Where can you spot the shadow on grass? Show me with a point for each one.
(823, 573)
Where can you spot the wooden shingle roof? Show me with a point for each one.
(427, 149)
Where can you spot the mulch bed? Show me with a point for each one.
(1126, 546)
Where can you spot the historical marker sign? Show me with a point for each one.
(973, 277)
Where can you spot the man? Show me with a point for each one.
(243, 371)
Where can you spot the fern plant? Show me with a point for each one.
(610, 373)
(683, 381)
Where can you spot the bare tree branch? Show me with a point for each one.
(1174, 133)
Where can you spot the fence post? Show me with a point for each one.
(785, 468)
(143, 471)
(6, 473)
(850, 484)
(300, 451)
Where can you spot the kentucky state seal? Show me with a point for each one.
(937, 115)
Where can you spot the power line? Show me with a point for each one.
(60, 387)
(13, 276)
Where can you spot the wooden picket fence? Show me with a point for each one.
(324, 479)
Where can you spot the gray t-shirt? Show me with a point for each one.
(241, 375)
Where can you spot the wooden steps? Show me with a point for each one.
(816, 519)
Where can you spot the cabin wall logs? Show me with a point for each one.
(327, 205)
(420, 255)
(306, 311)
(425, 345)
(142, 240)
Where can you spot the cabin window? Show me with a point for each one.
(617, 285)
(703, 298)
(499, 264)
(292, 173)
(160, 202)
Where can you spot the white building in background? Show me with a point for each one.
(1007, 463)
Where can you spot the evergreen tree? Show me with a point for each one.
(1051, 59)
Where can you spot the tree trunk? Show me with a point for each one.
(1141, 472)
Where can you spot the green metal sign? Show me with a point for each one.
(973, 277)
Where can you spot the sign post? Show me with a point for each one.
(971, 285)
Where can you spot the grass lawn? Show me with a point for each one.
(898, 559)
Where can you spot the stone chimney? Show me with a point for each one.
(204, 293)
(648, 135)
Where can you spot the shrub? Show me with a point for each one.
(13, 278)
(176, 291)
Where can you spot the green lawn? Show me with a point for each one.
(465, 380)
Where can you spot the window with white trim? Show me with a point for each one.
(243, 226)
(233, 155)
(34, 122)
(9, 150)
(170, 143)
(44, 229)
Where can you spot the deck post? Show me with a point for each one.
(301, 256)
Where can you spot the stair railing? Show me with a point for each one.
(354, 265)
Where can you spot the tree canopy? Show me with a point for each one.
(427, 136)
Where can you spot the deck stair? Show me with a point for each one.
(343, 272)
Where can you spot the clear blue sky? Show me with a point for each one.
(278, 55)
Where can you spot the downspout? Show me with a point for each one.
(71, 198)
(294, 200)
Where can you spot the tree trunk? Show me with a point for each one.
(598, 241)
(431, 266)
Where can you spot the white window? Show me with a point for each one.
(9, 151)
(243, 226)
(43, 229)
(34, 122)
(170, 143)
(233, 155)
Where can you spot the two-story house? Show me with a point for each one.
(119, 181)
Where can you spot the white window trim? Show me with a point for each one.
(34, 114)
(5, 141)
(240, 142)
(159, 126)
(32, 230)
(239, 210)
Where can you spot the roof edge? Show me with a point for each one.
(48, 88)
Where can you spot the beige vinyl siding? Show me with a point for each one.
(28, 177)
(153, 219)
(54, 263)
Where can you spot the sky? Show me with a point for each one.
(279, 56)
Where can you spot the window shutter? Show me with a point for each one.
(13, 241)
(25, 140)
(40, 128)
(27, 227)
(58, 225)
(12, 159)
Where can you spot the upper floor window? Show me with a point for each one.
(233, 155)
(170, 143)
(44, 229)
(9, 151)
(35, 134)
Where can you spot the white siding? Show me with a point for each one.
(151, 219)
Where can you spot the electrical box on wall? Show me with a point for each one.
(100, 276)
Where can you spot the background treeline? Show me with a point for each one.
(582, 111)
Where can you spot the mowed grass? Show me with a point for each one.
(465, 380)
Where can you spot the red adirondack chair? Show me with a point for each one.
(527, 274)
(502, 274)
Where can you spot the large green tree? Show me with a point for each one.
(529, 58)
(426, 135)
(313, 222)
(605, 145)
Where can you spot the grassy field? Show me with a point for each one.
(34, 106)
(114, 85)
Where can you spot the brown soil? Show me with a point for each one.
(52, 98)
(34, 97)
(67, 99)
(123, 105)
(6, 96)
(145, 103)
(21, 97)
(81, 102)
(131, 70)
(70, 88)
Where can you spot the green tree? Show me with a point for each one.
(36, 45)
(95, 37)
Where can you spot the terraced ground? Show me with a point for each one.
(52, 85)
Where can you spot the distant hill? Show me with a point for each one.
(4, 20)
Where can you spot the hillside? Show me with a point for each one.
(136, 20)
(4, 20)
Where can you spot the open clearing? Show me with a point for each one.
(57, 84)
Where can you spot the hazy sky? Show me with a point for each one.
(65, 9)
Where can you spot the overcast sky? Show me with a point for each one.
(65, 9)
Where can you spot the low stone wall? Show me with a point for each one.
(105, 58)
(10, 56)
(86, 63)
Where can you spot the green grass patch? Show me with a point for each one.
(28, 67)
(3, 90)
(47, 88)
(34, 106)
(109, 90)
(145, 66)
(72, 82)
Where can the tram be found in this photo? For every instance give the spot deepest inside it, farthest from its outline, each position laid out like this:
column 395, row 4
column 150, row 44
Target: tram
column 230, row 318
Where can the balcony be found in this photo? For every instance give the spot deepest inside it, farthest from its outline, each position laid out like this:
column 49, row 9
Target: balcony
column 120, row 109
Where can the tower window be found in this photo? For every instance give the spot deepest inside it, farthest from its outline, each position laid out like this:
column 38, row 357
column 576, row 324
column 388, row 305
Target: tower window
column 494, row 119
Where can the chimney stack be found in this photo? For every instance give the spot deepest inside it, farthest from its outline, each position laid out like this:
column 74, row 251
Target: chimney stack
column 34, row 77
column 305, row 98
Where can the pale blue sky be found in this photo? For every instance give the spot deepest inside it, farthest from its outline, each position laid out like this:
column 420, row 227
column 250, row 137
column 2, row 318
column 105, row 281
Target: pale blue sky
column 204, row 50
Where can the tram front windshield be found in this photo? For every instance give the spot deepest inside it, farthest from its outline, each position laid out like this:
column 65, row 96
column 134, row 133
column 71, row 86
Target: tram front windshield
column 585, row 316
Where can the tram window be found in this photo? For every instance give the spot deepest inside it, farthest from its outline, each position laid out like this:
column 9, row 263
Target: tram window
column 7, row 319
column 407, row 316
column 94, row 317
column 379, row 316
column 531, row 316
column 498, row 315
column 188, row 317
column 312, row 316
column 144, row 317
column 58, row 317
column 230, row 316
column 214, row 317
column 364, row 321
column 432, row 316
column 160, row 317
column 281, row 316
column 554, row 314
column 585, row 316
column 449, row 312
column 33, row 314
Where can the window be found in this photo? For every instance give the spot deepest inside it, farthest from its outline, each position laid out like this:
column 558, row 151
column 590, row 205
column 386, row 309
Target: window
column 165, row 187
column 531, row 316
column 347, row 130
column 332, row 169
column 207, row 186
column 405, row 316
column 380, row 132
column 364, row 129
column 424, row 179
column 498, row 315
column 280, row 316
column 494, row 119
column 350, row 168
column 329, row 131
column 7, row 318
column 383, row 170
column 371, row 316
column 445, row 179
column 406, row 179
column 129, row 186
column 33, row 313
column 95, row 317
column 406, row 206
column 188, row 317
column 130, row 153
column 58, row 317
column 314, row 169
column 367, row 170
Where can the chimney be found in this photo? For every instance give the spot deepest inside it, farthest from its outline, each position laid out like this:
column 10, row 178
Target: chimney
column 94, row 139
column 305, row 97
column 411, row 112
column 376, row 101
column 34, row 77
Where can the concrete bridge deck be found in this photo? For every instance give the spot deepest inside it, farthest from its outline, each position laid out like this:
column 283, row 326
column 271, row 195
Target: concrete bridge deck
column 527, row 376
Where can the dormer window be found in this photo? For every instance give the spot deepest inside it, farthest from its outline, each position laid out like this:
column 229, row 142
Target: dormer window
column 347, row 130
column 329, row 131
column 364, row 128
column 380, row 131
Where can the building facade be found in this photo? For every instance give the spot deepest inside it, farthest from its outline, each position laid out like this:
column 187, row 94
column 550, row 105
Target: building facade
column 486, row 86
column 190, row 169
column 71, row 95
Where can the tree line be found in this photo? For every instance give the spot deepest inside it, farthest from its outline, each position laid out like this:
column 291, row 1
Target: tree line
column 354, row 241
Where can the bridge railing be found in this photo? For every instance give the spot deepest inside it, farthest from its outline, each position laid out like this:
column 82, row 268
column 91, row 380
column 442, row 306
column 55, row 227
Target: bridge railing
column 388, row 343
▬▬▬▬▬▬▬▬▬▬
* _Exercise aim_: The lines wanted are those from the one holding "column 82, row 268" through the final line of the listing; print them exactly.

* _Your response_:
column 82, row 268
column 91, row 380
column 442, row 306
column 55, row 227
Target: bridge railing
column 388, row 343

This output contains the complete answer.